▸ Reading passage
##########

Policy and international adoption

  1. What are the policy implications?
  2. How is the MPI approach useful at the country level?
  3. Can the indicators be adapted at the country level?
  4. Can the MPI be adopted for national poverty eradication programs?
  5. How does the MPI respond to the effects of shocks?
  6. The global MPI covers more than 100 developing countries. Will an MPI be created for developed nations?

Limitations

  1. What are the main limitations of the global MPI?
  2. Why do you measure multidimensional poverty using these indicators? Why not indicators for empowerment or social exclusion as well?
  3. Why does national data for the global MPI date from so many different years?

Global MPI 2019

What is the global MPI?

The global Multidimensional Poverty Index (MPI) is an international measure of acute poverty covering over 100 developing countries, which is published annually. It complements traditional income-based poverty measures by capturing the severe deprivations that each person faces at the same time with respect to education, health and living standards. For more details, see here.

When was the global MPI first used?

The first global MPI was developed by OPHI with support from the United Nations Development Programme and introduced in 2010 to replace the Human Poverty Index for the Human Development Report of UNDP. For more details, see here.

What is new in the global MPI 2019 compared to 2018?

##########

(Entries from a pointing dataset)

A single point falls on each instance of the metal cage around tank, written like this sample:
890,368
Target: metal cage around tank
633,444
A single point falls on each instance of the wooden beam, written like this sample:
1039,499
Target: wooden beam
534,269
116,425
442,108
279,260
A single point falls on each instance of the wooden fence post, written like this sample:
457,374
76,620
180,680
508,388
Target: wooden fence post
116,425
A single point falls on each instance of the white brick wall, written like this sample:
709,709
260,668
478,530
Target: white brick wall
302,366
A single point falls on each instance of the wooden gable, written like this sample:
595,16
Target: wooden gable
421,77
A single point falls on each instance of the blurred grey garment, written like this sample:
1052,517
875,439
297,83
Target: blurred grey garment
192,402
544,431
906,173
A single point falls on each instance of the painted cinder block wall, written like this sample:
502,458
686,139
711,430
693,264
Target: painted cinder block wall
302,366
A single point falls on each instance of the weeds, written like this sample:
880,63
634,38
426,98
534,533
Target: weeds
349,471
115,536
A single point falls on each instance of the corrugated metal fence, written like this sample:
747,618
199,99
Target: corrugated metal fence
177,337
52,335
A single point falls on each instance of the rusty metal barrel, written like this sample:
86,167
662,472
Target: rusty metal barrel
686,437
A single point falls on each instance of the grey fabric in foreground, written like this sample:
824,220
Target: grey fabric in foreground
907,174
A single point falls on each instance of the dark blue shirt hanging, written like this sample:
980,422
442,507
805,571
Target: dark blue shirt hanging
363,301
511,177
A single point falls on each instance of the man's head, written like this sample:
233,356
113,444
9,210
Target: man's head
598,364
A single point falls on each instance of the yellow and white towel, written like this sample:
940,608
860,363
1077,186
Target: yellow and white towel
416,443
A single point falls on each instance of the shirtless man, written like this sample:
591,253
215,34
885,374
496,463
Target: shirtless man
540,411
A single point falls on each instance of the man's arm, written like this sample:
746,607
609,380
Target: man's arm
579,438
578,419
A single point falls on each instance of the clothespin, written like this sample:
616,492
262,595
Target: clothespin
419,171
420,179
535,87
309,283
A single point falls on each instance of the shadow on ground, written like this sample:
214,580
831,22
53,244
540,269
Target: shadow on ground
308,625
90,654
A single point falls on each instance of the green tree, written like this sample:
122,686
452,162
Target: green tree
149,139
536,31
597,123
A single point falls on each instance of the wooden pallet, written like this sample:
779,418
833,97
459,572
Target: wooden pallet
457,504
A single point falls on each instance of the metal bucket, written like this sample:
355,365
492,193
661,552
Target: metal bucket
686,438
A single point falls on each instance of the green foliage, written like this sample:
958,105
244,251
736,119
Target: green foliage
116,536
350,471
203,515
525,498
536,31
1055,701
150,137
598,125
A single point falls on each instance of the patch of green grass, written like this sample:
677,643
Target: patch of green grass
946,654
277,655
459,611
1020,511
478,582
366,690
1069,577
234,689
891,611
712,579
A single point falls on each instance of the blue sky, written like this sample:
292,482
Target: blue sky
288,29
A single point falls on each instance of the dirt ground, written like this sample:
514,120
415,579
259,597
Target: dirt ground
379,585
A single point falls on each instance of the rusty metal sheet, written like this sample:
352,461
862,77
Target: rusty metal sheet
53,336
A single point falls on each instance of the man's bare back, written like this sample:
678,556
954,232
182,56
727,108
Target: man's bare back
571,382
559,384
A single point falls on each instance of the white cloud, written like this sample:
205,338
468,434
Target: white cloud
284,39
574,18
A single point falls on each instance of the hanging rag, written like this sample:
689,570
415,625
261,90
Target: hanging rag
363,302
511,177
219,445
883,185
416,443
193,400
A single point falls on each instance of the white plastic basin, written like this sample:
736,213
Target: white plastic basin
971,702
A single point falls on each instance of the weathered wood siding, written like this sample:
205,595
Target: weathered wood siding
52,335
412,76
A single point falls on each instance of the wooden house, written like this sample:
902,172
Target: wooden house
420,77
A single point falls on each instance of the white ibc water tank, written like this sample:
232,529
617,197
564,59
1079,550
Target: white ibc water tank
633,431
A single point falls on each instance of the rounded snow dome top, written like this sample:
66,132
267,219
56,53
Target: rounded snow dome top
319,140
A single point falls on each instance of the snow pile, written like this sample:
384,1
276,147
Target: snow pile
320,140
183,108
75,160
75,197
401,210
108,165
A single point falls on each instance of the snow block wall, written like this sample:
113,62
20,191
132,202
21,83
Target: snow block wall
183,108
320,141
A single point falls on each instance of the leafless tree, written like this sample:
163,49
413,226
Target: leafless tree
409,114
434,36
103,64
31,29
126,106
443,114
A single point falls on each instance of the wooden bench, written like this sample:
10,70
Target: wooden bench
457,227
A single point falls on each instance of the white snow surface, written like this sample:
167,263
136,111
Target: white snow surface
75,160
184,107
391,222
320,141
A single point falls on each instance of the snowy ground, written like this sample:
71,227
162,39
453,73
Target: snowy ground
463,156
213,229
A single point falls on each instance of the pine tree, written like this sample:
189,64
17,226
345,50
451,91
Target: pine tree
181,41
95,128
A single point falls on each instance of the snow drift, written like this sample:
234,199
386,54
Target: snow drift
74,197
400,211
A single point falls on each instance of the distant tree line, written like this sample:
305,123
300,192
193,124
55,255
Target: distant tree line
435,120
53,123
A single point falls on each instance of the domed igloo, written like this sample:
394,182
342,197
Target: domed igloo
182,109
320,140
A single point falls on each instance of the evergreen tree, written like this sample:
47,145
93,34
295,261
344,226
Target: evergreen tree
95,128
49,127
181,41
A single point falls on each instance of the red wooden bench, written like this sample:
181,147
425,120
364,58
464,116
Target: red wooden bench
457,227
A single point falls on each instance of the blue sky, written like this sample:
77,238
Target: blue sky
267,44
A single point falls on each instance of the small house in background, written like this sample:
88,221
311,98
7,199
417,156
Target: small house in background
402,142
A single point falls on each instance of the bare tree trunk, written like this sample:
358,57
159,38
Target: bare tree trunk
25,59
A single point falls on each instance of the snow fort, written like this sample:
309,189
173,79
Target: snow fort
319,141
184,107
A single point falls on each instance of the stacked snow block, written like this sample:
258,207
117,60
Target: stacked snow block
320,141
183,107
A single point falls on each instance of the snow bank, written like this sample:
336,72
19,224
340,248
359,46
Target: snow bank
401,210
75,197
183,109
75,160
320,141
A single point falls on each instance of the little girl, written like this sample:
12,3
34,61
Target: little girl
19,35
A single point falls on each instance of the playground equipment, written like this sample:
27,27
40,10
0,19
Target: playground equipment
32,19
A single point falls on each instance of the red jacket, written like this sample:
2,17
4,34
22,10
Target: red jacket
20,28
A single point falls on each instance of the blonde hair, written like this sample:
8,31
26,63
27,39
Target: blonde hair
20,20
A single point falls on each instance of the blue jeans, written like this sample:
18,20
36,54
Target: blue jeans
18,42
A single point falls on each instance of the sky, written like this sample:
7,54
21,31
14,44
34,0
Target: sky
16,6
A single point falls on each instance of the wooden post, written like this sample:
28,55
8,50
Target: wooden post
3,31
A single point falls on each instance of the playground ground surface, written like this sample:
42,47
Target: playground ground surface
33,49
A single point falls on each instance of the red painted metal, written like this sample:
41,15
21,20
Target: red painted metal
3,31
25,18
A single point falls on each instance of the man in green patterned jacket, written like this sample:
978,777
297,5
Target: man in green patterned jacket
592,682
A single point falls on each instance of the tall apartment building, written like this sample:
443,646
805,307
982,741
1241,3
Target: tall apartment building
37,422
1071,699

##########

▸ Requests
- a) In the global MPI FAQ, which index did the first global MPI replace in UNDP's Human Development Report?
- b) Extend the global MPI FAQ, picking up right after its last line.

▸ Answers to the exercises
- a) The Human Poverty Index.

- b)
The 2019 global MPI covers 101 countries. Of these, 14 have new updated surveys: Albania, Benin, Congo Republic, Haiti, Iraq, Jordan, Lao PDR, Maldives, Pakistan, Philippines, Senegal, Sierra Leone, South Africa and Tajikistan. The 2019 update excluded four country surveys that were covered in the 2018 analyses – Azerbaijan, Djibouti, Somalia and Uzbekistan – because the surveys were more than a decade old.

The 2019 global MPI retains the updates made in 2018, which changed five of the ten indicators from the original MPI: nutrition, child mortality, years of schooling, housing and assets to respond to the priorities of the Sustainable Development Goals. For more info, please see the MPI Methodological Note 46 and the Working Paper 121 by Sabina Alkire and Selim Jahan. However in 2019, we have introduced a minor revision to the definition of child mortality. The indicator now considers an age element, that is, whether a child under 18 years has perished in the household in the last five years preceding the interview date. For more info  on the thresholds of each indicator, see the MPI Methodological Note 47.

What are the data sources used in the global MPI 2019?

The 2019 global MPI relies on using 50 Demographic and Health Surveys (DHS), 42 Multiple Indicator Cluster Surveys (MICS), one DHS-MICS and eight national surveys that provide comparable information to DHS and MICS.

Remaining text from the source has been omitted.